Threshold (Q, P) Quantum Distillation
Quantum distillation is the task of concentrating quantum correlations present in ‘N’ imperfect copies using free operations by involving all ‘P’ parties sharing the quantum correlations. We present a threshold quantum distillation task where the same objective is achieved but using fewer parties ‘Q’. In particular, we give exact local filtering operations by the participating parties sharing a high-dimension multipartite GHZ or W state to distil the perfect quantum correlation. Specifically, an arbitrary GHZ state can be distilled using just one party in the network, as both the success probability of the distillation protocol and the fidelity after the distillation are independent of the number of parties. However, for a general W-state, at least ‘P-1’ parties are required for the distillation, indicating a strong relationship between the distillation and the separability of such states. Further, we connect threshold entanglement distillation and quantum steering distillation.

* **DIRECTIONS**
Could you copy out the whole quantum distillation abstract above, word for word?

* **DATA EXCERPTS**

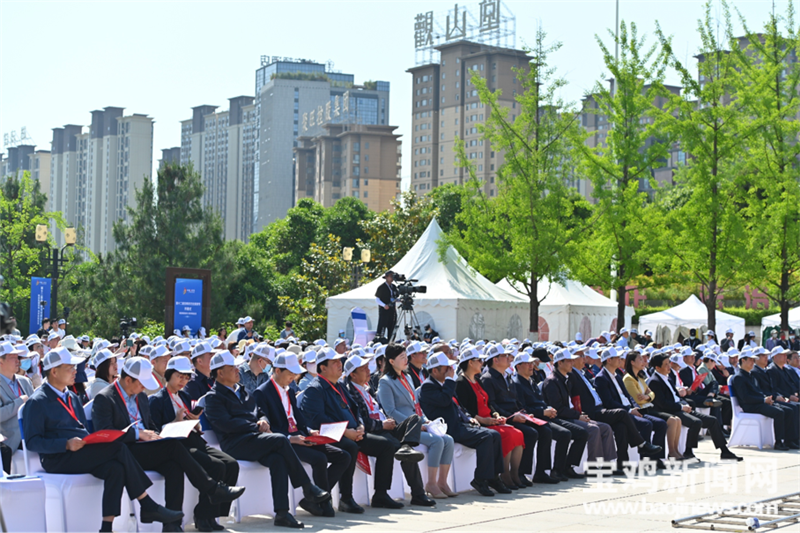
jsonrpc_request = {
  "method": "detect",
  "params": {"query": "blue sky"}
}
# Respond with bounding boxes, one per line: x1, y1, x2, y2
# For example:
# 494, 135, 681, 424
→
0, 0, 788, 188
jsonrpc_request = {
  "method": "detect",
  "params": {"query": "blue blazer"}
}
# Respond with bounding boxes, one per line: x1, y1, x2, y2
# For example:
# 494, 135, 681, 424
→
300, 376, 360, 429
253, 379, 308, 436
22, 384, 89, 456
594, 368, 637, 411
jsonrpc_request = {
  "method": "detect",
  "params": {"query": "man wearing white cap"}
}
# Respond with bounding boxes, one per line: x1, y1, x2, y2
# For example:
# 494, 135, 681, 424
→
23, 348, 183, 531
0, 342, 33, 473
92, 357, 244, 531
205, 352, 331, 529
253, 352, 350, 517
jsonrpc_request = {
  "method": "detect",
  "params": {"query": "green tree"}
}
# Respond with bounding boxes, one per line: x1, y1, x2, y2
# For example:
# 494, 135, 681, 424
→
572, 22, 667, 327
0, 171, 65, 332
454, 29, 590, 340
645, 2, 749, 329
733, 2, 800, 330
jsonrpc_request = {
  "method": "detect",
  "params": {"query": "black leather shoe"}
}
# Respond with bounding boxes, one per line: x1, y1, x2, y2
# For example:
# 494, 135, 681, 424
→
639, 442, 664, 457
339, 496, 364, 514
208, 483, 244, 505
411, 494, 436, 507
533, 472, 559, 485
469, 479, 494, 496
369, 492, 405, 509
272, 511, 305, 529
486, 476, 511, 494
394, 444, 425, 463
139, 505, 183, 524
194, 516, 214, 532
303, 483, 331, 503
297, 498, 323, 516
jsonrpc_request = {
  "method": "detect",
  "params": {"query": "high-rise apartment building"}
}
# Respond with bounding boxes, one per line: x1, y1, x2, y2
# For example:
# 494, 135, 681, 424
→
253, 57, 390, 232
295, 124, 401, 211
407, 41, 530, 196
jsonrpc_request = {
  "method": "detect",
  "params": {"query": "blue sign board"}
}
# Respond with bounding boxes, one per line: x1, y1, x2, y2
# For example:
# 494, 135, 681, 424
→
173, 278, 203, 335
28, 278, 51, 334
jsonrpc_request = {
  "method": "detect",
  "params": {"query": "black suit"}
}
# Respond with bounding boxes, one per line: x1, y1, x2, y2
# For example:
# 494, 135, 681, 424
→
375, 282, 397, 339
148, 387, 239, 519
419, 378, 503, 481
92, 383, 217, 511
205, 383, 311, 512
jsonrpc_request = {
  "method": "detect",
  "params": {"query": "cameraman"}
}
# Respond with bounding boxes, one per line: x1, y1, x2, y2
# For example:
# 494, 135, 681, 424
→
375, 270, 397, 340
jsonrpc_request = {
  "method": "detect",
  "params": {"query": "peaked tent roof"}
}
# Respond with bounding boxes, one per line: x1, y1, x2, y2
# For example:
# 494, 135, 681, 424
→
329, 218, 528, 303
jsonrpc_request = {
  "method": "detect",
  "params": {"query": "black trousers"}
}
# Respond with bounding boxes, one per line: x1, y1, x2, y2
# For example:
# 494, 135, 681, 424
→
41, 441, 153, 516
675, 411, 728, 450
181, 432, 239, 519
588, 409, 644, 463
127, 439, 217, 511
292, 444, 350, 491
375, 305, 397, 339
225, 433, 311, 512
548, 418, 589, 473
450, 426, 503, 481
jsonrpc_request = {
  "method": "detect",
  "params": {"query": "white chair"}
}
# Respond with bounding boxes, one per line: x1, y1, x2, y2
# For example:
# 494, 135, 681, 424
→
728, 387, 775, 450
350, 307, 375, 346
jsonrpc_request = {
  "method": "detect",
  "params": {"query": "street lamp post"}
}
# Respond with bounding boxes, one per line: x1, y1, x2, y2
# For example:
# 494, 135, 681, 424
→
36, 224, 77, 317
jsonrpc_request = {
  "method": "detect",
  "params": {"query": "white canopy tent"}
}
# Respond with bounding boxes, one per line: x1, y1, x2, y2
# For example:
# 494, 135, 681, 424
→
639, 294, 745, 344
325, 219, 528, 342
497, 279, 634, 342
761, 307, 800, 332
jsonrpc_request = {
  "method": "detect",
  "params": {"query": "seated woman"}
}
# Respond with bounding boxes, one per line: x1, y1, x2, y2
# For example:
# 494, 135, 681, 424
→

* **WRITTEN RESPONSE**
Threshold (Q, P) Quantum Distillation
Quantum distillation is the task of concentrating quantum correlations present in ‘N’ imperfect copies using free operations by involving all ‘P’ parties sharing the quantum correlations. We present a threshold quantum distillation task where the same objective is achieved but using fewer parties ‘Q’. In particular, we give exact local filtering operations by the participating parties sharing a high-dimension multipartite GHZ or W state to distil the perfect quantum correlation. Specifically, an arbitrary GHZ state can be distilled using just one party in the network, as both the success probability of the distillation protocol and the fidelity after the distillation are independent of the number of parties. However, for a general W-state, at least ‘P-1’ parties are required for the distillation, indicating a strong relationship between the distillation and the separability of such states. Further, we connect threshold entanglement distillation and quantum steering distillation.